◆ **Saved entries**:
┄┄┄┄┄┄┄┄┄┄┄┄┄┄┄┄┄┄┄┄
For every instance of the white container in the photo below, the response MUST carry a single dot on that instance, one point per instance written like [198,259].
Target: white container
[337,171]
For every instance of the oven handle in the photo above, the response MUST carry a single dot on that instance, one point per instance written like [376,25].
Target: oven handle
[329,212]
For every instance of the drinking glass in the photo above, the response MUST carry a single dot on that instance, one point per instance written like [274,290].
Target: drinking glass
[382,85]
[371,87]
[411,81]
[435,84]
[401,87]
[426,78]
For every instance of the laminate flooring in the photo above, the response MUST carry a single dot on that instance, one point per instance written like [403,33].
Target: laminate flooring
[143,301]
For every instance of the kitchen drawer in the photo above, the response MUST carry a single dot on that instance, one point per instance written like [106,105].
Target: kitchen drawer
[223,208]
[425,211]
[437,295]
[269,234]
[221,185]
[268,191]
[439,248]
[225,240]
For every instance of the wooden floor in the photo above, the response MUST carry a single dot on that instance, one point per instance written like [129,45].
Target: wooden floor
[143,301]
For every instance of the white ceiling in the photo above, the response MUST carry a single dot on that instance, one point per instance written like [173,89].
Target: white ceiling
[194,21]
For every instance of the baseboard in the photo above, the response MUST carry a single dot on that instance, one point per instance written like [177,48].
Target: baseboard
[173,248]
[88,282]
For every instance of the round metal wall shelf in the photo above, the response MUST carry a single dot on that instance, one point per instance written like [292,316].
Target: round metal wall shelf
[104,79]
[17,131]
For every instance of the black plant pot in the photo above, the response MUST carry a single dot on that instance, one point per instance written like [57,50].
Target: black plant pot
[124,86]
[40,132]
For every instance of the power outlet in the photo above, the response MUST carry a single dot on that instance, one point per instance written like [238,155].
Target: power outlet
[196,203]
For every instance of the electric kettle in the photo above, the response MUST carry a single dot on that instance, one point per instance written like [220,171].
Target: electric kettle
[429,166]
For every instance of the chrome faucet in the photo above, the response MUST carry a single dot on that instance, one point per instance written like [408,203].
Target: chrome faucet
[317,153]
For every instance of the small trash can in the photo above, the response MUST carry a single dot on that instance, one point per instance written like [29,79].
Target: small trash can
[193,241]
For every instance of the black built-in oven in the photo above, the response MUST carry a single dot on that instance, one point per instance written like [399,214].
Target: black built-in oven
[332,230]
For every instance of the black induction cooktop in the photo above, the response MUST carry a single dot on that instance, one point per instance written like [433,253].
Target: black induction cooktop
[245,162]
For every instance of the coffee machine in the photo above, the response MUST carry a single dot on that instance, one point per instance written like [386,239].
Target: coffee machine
┄┄┄┄┄┄┄┄┄┄┄┄┄┄┄┄┄┄┄┄
◆ **BRIEF**:
Using the entries above, restate word for word every line from the one that contains "For every instance of the black induction" through the last.

◆ **REPLY**:
For every instance of the black induction cooktop in the photo above, the response MUST carry a single dot on that instance, one point per instance written like [433,253].
Target: black induction cooktop
[245,162]
For every instance of the coffee machine in the photo above, the response MUST carry a single dot on that instance, one point per instance written like [386,239].
Target: coffee machine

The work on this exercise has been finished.